**Entries provided:**
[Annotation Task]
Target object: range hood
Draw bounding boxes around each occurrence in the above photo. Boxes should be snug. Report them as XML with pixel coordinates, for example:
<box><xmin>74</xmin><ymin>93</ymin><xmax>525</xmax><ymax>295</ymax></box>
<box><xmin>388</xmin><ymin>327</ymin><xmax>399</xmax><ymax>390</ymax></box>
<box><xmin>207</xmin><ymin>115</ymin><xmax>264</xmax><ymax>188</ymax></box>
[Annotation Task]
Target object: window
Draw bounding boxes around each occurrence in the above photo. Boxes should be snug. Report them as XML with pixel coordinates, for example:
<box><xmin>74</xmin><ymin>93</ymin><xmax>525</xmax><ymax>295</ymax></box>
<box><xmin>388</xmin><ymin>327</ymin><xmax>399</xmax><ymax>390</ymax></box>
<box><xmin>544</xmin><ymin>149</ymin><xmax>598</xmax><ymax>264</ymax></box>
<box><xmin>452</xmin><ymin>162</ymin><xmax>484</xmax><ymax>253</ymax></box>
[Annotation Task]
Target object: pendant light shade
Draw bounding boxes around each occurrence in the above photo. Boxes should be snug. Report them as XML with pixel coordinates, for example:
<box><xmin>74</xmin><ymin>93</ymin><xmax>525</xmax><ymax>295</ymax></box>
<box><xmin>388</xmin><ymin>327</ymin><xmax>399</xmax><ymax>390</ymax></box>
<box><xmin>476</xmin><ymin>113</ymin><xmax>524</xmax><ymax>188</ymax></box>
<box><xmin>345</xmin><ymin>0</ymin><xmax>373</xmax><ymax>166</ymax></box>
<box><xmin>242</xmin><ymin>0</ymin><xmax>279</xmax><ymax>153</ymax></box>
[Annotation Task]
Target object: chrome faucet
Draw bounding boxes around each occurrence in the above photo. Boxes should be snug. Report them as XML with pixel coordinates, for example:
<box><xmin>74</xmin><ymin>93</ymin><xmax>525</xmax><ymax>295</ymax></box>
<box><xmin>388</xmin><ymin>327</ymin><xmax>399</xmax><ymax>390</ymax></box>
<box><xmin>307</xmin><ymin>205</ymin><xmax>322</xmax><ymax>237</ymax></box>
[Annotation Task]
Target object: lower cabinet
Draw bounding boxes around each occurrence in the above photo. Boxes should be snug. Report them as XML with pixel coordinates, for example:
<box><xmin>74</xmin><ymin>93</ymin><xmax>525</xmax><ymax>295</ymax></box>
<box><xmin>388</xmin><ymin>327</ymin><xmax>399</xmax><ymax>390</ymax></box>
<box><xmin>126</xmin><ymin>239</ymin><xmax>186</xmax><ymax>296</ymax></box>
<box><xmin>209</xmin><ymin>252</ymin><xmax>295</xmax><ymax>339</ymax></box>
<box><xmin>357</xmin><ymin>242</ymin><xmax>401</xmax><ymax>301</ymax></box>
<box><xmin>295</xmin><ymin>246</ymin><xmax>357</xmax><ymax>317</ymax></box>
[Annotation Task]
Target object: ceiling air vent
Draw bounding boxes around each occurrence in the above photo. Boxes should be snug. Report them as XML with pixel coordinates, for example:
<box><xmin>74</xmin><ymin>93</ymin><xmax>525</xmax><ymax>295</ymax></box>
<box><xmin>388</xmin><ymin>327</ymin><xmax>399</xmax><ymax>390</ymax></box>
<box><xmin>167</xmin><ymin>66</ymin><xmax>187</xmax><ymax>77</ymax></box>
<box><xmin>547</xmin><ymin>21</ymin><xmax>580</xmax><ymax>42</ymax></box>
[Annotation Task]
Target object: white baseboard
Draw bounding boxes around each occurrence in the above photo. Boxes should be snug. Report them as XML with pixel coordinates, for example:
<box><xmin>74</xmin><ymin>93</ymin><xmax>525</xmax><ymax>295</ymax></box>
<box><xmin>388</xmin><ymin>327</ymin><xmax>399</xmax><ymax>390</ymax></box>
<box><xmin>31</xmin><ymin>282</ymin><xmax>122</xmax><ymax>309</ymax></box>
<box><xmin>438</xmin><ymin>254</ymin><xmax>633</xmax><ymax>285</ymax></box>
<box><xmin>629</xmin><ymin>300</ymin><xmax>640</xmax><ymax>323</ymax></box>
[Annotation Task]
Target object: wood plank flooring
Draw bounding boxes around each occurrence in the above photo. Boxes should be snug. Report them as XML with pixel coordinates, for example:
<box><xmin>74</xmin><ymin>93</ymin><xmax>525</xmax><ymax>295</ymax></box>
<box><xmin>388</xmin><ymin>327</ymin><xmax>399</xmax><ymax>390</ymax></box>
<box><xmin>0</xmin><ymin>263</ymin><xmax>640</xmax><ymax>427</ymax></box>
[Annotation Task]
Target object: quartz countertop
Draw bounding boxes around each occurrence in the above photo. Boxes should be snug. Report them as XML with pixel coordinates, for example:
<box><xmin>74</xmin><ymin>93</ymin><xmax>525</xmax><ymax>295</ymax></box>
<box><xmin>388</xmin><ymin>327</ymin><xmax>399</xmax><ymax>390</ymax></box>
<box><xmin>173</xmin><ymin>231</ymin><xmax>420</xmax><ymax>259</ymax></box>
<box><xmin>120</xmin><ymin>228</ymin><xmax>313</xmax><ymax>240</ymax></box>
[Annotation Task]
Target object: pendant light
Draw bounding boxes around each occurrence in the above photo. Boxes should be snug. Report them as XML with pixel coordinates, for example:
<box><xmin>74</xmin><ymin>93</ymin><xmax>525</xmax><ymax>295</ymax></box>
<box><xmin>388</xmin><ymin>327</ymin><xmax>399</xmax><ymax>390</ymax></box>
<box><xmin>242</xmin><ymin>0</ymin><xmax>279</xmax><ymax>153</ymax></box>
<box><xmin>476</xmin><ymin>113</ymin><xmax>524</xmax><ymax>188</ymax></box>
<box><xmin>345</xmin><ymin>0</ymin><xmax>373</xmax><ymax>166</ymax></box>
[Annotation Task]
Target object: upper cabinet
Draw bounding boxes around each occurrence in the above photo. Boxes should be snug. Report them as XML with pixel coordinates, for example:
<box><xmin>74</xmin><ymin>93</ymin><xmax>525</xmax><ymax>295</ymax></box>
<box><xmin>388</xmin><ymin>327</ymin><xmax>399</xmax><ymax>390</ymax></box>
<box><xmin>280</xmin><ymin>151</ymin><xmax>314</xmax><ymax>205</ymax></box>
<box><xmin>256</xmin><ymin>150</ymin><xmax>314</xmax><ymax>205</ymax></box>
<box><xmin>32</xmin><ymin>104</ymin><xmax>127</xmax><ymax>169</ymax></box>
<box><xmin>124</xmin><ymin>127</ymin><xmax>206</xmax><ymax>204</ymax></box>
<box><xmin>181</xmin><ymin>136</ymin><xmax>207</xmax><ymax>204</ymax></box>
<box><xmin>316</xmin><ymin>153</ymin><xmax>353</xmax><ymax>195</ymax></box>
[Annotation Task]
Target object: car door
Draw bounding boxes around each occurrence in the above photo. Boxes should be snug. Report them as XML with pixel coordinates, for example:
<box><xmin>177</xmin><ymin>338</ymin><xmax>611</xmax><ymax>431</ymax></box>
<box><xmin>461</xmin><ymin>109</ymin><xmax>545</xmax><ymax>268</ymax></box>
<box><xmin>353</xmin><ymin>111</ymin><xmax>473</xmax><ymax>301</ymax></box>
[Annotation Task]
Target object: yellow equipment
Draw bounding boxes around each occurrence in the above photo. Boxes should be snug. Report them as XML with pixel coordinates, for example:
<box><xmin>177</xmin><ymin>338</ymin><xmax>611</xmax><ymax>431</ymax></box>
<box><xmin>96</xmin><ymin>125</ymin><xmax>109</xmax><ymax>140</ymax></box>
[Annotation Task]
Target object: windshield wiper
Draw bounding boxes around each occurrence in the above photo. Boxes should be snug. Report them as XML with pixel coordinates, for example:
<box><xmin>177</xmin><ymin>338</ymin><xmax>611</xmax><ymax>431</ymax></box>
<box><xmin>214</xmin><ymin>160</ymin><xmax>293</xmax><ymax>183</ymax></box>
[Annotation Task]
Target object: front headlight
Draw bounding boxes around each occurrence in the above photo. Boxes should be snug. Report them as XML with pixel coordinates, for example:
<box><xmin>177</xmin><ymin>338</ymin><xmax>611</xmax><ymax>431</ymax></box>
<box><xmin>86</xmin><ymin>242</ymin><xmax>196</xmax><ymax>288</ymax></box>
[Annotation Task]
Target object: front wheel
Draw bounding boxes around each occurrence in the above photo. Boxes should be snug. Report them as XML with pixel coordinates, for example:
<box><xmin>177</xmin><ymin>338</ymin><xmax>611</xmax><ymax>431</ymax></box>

**Written exercise:**
Pick out each line of the listing above that contains the word "cabinet" and copy those lines.

**Written reply:**
Target object: lower cabinet
Target object: upper cabinet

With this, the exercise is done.